◆ Your tasks
A) In the Medicaid excerpt, who led the bipartisan task force of governors that proposed the changes over the summer?
B) Rewrite the paragraph of the Medicaid excerpt that begins "But the measures would also save" as a short bulleted list, keeping its main facts.

Controversial House legislation designed to gain control of Medicaid growth has split Democrats, with lawmakers in Washington united in their opposition while Democratic governors are quietly supporting the provisions and questioning the party's reflexive denunciations.

The Medicaid provisions have become a flashpoint for the opposition of Democrats -- and some moderate Republicans -- to the $50 billion budget-cutting bill that narrowly passed the House last week. The provisions would reduce Medicaid spending by $12 billion through 2010 and $48 billion over the next decade, in part by making it difficult for more affluent seniors to transfer their assets to relatives, then plead poverty to get Medicaid to pay for them to stay in nursing homes.

But the measures would also save $2.4 billion over five years by allowing state governments to impose higher health insurance deductibles, co-payments and premiums on poor Medicaid recipients, including, for the first time, impoverished children and pregnant women. An additional $3.9 billion would be saved by relaxing mandated preventive health care and screening of children and pregnant women.

The changes would trim just 1.7 percent from a program expected to spend nearly $2.8 trillion though 2015, but the proposals have prompted bitter condemnation from congressional Democrats.

"As the number of people without health insurance has increased for four years in a row, Republicans are charging ahead with $45 billion in cuts to Medicaid -- the health insurance program that provides medical care to America's poorest children and many of the survivors of Hurricane Katrina," House Minority Leader Nancy Pelosi (D-Calif.) thundered Nov. 18, just before the pre-dawn passage of the bill. "Republicans give new meaning to the words 'suffer little children.' "

What she did not say is that those changes were proposed over the summer by a bipartisan task force of governors, led by Virginia's Mark R. Warner, whose popularity in a Republican state has made him a rising star in the Democratic Party.

In fact, the most controversial provisions in the House bill were adapted almost word for word from a document drafted by Govs. Warner, Tom Vilsack (D-Iowa), Haley Barbour (R-Miss.), Janet Napolitano (D-Ariz.), Mike Huckabee (R-Ark.), Jennifer M. Granholm (D-Mich.), Dirk Kempthorne (R-Idaho), Jim Doyle (D-Wis.), Mike Rounds (R-S.D.), and Edward G. Rendell (D-Pa.), said Ray Scheppach, executive director of the National Governors Association.

"The House has worked very closely with us," Scheppach said. "From our standpoint, Republicans and Democrats saw this very similarly at the state level."

The split has underscored the differing interests of Democrats in Washington -- out of power and struggling to capitalize on the declining popularity of their adversaries -- and Democratic governors, who take a more pragmatic approach. For governors, the soaring costs of Medicaid threaten to swamp state financing. Already, tens of thousands of people have been thrown off the Medicaid rolls in states such as Tennessee and Missouri, and governors have warned that those cuts will grow deeper if they do not have the flexibility to trim benefits more rationally.

◆ Given data
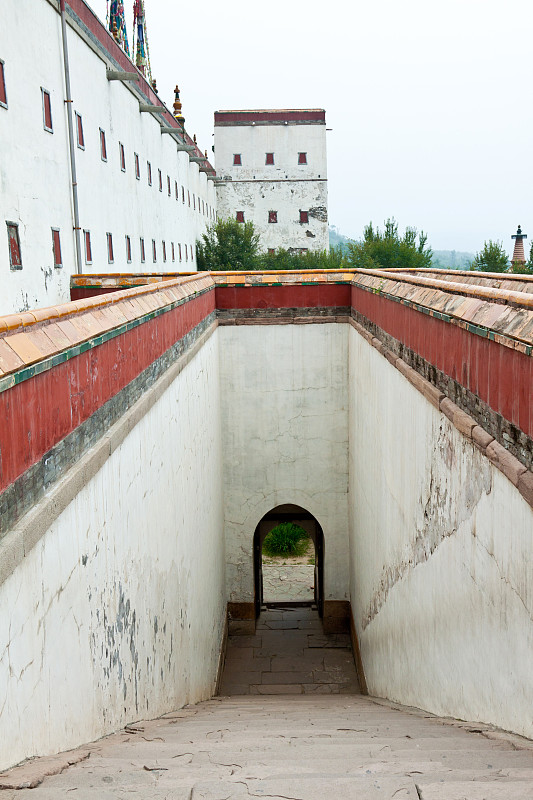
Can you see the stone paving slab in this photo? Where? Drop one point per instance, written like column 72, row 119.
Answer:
column 287, row 658
column 299, row 747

◆ Solved problems
A) Virginia's Gov. Mark R. Warner.

B)
- $2.4 billion saved over five years by letting states impose higher health insurance deductibles, co-payments and premiums on poor Medicaid recipients, including, for the first time, impoverished children and pregnant women
- $3.9 billion more saved by relaxing mandated preventive health care and screening of children and pregnant women